= Beginning of Section =
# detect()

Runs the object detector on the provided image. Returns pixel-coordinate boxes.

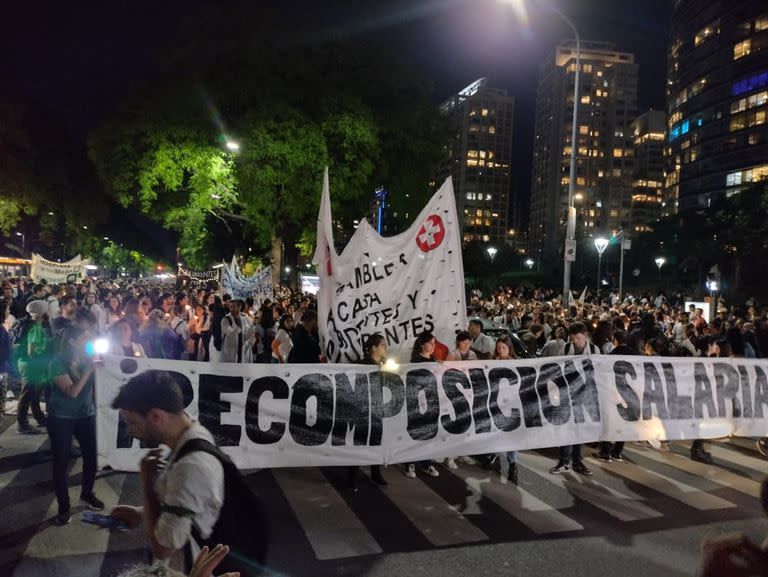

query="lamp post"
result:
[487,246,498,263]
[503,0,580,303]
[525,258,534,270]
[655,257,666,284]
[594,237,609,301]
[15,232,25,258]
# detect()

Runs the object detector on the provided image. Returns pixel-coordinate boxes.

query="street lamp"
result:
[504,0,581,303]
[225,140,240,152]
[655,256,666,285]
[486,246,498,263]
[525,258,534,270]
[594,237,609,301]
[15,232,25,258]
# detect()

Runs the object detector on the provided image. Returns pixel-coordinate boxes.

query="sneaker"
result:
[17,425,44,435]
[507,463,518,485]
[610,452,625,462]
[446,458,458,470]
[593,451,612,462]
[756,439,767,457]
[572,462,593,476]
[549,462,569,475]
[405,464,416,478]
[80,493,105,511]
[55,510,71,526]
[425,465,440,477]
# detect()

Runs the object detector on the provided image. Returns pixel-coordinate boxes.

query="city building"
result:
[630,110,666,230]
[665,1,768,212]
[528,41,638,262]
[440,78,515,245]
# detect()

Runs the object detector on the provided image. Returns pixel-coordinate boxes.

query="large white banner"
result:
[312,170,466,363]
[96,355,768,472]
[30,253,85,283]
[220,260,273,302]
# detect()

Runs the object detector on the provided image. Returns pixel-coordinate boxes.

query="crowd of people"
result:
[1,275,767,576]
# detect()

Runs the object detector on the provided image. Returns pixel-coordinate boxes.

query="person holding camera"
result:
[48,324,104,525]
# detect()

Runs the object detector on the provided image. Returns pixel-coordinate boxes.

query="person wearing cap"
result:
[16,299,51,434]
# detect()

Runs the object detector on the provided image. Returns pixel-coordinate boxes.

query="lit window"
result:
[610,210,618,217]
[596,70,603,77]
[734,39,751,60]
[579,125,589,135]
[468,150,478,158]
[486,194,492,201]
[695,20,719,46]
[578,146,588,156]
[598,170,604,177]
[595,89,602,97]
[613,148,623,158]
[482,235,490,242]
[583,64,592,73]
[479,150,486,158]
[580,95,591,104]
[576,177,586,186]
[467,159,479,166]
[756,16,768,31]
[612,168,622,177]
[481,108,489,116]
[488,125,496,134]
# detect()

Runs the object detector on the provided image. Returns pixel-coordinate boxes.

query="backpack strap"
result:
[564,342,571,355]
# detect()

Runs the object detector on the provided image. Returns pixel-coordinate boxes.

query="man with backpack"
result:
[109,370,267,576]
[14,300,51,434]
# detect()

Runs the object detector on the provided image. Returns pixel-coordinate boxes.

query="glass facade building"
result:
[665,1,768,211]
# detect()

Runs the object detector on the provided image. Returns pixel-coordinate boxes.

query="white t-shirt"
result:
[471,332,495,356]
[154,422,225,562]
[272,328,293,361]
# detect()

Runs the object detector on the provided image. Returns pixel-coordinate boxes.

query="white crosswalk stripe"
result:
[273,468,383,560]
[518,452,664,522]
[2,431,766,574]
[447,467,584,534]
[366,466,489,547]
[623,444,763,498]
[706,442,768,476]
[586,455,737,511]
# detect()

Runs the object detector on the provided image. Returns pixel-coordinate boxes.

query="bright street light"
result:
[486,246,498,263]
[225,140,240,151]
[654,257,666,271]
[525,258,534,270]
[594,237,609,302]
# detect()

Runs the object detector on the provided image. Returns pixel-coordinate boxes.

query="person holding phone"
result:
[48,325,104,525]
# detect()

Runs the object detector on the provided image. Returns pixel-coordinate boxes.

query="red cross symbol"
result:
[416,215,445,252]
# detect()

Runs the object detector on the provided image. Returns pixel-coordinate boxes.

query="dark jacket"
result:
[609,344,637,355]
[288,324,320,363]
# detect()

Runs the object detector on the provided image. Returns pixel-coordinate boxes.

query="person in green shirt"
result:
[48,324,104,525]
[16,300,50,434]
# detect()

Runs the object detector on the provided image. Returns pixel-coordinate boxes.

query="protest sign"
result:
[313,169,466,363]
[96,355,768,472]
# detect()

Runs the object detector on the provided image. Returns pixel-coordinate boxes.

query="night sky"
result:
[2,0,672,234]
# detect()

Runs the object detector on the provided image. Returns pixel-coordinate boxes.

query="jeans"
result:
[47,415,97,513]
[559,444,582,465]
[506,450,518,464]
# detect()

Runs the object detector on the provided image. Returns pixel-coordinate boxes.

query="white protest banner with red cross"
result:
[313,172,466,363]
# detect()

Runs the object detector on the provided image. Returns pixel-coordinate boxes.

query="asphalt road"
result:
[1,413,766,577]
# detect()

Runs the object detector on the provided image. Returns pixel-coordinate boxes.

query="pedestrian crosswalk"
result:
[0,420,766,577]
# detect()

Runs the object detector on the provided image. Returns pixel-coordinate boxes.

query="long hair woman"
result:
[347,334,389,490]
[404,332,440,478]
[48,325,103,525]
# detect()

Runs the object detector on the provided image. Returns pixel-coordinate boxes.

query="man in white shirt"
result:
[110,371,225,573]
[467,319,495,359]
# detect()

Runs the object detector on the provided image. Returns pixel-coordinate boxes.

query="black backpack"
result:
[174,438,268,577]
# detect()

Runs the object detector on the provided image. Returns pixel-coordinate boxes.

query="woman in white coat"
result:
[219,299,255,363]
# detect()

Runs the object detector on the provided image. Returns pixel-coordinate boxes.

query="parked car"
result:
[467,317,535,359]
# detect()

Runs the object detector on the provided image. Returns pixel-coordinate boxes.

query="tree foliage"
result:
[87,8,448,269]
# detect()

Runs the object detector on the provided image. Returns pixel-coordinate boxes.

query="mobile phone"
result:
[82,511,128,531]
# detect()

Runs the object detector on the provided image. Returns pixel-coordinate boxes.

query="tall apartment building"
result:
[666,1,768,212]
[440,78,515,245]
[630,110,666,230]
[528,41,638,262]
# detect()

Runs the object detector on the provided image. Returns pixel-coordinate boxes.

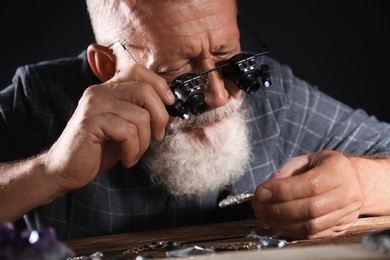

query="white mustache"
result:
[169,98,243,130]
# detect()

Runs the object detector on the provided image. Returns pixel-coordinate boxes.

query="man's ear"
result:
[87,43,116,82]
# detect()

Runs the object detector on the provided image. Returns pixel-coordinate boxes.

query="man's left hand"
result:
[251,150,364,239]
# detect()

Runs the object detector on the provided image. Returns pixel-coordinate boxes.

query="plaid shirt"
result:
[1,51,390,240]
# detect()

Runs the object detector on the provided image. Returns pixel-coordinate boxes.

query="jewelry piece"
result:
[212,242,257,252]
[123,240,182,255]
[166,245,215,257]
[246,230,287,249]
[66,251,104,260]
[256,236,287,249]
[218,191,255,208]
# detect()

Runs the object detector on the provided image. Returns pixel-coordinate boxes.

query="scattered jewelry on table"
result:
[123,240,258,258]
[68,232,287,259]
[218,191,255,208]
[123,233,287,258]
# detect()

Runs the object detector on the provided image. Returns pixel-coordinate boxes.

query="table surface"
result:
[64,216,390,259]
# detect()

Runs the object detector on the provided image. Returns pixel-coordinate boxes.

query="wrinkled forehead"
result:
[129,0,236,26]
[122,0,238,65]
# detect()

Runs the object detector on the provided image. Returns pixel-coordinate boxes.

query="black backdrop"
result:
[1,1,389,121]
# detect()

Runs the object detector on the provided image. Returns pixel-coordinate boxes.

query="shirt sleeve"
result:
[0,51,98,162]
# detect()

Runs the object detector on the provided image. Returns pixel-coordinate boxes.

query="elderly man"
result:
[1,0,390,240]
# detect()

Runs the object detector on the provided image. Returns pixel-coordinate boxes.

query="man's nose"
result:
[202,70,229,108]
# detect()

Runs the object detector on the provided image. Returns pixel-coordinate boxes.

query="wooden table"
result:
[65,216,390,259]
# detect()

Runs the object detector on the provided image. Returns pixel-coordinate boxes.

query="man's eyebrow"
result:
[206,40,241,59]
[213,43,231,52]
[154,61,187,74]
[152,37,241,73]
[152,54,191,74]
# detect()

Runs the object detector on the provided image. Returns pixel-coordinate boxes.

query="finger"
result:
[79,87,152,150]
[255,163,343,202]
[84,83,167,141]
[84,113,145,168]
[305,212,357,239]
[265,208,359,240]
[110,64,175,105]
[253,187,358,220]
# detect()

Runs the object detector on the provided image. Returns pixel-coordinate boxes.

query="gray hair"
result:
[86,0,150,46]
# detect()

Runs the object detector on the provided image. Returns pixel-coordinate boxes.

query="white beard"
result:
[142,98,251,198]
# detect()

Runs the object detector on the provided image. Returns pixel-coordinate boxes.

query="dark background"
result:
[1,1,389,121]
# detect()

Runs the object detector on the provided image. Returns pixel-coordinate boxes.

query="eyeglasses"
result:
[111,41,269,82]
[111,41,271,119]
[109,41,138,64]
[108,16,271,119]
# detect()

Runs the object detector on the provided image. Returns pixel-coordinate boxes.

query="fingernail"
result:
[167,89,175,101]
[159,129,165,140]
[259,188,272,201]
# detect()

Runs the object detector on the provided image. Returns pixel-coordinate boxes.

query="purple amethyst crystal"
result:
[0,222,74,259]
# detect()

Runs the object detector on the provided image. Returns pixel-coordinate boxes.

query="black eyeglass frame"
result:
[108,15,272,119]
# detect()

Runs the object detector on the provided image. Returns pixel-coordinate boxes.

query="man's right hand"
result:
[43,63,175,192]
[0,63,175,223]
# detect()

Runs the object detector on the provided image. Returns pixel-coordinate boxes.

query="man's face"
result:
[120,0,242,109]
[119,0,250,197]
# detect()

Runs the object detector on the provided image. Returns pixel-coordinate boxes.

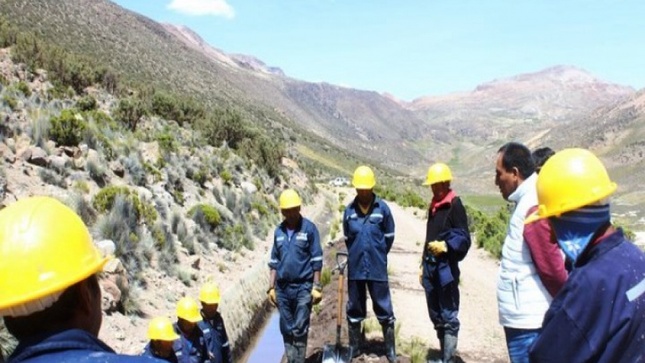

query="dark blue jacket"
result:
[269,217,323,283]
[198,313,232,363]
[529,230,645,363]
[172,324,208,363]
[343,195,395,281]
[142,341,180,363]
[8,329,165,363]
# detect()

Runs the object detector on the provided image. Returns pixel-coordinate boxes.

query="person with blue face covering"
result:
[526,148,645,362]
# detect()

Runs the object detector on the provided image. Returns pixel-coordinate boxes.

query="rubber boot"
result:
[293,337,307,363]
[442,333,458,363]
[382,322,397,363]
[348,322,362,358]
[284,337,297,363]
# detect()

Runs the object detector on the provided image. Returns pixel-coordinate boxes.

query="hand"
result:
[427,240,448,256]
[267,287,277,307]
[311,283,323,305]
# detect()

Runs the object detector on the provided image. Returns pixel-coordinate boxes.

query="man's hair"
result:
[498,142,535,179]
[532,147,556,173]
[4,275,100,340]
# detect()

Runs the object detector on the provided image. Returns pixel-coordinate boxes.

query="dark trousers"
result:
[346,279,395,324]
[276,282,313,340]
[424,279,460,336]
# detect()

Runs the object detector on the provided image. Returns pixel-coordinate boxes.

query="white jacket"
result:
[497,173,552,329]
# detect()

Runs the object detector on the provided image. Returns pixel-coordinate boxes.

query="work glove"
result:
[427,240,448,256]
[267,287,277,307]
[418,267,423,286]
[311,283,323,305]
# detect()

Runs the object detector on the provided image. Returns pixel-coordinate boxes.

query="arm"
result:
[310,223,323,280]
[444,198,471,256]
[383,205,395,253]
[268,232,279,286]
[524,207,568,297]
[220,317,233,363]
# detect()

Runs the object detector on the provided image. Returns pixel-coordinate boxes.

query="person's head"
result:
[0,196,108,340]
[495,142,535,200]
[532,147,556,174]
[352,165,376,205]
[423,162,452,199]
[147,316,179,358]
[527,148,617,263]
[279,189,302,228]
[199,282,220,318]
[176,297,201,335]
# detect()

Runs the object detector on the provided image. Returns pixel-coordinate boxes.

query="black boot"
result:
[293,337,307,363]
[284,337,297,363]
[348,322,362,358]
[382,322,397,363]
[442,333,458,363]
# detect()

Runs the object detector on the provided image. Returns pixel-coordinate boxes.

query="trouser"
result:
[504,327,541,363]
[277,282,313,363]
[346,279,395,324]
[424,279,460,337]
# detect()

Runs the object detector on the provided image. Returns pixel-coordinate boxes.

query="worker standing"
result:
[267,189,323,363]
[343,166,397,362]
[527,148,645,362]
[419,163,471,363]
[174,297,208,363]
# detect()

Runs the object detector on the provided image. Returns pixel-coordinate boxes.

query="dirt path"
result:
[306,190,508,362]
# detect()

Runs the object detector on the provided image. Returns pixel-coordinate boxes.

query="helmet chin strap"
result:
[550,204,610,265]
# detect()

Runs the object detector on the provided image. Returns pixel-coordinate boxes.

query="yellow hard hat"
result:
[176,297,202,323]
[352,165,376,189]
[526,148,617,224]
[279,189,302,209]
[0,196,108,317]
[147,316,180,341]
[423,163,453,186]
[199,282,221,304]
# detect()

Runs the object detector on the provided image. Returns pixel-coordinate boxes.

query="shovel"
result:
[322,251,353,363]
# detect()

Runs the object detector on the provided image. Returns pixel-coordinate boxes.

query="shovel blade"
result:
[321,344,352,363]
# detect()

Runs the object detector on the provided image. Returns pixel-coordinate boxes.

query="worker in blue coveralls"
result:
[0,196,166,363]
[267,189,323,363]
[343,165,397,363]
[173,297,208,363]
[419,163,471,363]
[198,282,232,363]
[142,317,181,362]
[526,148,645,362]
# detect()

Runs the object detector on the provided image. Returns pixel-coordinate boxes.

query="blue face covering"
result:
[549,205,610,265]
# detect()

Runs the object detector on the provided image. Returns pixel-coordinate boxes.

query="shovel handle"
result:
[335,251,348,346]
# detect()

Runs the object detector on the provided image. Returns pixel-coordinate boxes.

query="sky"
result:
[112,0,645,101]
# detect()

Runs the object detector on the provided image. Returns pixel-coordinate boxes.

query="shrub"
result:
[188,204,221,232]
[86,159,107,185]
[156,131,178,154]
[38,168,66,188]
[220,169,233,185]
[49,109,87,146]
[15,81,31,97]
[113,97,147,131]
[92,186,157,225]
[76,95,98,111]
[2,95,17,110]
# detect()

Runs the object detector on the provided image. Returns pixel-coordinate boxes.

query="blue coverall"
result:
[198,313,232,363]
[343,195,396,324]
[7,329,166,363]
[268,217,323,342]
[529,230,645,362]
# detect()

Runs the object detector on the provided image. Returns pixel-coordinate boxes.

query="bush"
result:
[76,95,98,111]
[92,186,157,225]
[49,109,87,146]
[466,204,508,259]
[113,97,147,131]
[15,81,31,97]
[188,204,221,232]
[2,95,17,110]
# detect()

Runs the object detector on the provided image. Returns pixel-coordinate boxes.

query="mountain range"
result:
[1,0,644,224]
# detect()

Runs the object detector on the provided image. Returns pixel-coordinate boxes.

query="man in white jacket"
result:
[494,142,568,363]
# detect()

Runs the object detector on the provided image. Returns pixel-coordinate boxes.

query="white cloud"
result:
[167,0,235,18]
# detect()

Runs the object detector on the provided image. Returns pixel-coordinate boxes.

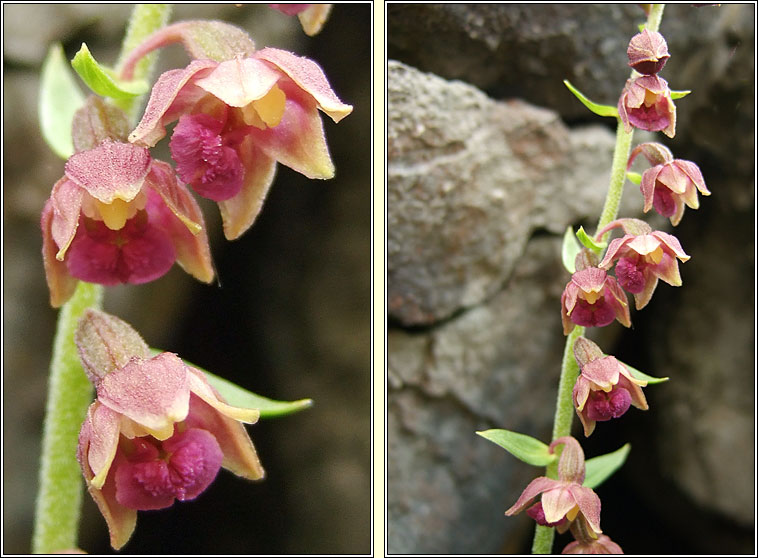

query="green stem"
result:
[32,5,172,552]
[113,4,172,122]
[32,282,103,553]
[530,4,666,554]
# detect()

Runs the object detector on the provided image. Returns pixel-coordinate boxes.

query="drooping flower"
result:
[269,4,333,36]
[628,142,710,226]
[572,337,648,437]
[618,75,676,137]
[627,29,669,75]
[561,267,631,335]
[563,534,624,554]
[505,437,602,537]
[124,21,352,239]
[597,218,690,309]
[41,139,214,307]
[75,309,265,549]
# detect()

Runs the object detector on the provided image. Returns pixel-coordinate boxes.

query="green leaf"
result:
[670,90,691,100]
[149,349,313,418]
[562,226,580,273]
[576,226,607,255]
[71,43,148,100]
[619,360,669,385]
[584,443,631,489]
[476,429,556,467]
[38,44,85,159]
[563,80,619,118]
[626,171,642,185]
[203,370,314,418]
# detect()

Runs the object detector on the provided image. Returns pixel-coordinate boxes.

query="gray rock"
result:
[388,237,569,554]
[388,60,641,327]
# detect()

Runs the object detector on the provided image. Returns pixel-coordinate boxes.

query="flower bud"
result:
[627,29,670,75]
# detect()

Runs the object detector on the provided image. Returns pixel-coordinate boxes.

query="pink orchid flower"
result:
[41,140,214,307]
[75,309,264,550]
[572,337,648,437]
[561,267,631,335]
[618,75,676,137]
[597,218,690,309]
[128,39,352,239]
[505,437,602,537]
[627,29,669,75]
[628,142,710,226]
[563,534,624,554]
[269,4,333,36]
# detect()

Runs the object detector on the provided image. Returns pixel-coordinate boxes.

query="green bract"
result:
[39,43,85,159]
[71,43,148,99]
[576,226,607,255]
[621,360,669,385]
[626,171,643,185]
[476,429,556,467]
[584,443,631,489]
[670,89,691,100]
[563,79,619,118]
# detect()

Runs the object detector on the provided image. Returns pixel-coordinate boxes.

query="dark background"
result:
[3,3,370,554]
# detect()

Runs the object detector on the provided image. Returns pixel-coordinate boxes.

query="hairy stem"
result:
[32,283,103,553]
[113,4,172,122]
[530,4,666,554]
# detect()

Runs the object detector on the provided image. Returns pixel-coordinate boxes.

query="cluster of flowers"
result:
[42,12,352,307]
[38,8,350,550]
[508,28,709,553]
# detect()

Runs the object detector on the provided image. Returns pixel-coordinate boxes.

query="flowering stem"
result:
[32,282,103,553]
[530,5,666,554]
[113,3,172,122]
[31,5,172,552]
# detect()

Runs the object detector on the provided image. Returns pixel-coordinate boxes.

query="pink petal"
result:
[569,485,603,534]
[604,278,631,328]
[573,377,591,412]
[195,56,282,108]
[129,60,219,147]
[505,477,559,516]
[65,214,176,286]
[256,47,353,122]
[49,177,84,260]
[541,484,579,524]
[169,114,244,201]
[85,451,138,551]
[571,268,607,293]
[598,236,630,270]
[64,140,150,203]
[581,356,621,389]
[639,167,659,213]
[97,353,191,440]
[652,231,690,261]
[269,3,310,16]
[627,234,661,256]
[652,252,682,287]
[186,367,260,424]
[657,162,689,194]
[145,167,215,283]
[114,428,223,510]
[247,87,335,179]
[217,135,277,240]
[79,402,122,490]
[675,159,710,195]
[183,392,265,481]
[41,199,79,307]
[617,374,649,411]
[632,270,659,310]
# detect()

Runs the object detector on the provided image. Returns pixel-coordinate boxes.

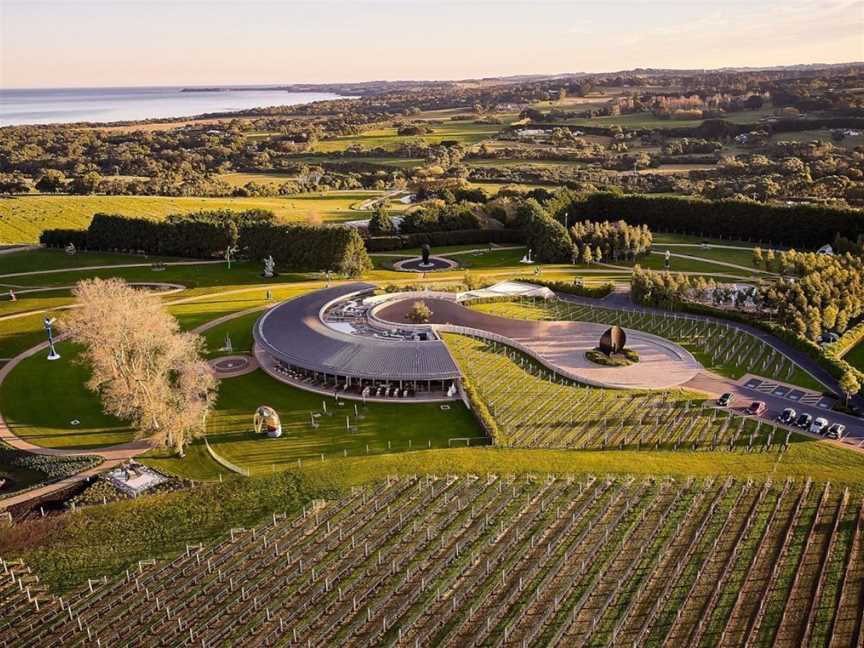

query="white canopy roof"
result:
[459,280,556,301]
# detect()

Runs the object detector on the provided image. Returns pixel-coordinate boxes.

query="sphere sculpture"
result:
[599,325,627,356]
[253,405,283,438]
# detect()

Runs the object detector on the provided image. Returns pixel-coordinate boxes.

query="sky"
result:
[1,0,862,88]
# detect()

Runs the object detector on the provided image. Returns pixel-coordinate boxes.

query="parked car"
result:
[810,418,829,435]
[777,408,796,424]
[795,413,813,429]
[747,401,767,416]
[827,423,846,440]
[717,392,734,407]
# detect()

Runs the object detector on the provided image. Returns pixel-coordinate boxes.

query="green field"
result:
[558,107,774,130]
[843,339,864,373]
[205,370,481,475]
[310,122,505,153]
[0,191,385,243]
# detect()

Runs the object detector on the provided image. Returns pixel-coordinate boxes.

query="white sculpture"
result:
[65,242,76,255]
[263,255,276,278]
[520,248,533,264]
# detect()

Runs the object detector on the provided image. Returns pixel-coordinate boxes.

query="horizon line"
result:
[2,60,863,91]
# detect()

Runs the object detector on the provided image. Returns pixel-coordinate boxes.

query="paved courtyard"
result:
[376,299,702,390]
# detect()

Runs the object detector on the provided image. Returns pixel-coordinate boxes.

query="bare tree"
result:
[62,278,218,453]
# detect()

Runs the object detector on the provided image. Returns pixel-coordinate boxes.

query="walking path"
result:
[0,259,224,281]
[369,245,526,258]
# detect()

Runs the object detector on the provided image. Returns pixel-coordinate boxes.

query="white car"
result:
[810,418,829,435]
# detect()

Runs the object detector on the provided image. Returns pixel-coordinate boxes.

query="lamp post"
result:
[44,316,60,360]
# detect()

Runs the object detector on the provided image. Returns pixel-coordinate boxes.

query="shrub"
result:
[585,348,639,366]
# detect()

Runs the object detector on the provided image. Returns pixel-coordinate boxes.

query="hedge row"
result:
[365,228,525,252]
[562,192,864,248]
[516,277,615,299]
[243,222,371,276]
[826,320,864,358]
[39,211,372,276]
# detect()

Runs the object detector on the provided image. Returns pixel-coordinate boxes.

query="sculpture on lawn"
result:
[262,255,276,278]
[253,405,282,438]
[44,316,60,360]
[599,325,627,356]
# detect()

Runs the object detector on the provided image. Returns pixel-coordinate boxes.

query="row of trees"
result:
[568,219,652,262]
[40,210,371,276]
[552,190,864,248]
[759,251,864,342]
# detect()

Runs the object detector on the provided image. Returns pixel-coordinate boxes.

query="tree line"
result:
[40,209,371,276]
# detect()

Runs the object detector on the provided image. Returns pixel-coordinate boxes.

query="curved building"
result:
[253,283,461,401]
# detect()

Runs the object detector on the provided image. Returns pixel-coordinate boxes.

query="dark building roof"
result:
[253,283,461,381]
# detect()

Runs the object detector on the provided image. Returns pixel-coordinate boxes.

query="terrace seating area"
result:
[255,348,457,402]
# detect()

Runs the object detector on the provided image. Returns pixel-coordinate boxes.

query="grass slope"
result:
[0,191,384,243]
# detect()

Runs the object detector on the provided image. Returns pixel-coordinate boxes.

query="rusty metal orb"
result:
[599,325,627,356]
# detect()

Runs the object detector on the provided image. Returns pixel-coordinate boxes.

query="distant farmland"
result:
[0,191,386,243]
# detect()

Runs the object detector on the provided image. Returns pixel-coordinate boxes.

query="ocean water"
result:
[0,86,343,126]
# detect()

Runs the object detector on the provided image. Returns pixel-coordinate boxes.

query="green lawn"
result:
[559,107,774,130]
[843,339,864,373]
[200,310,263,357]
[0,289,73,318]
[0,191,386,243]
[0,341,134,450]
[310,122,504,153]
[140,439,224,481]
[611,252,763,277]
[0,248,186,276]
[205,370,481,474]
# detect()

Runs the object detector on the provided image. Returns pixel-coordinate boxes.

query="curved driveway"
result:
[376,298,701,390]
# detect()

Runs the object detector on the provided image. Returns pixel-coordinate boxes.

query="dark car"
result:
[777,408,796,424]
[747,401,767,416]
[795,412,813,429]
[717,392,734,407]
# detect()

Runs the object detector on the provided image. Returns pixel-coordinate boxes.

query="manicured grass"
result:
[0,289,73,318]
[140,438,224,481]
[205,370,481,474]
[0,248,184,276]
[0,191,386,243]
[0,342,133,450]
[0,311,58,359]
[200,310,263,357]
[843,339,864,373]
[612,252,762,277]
= End of Section =
In how many lines of the material does the word "jacket" appear? Give only the number.

▶ RESPONSE:
4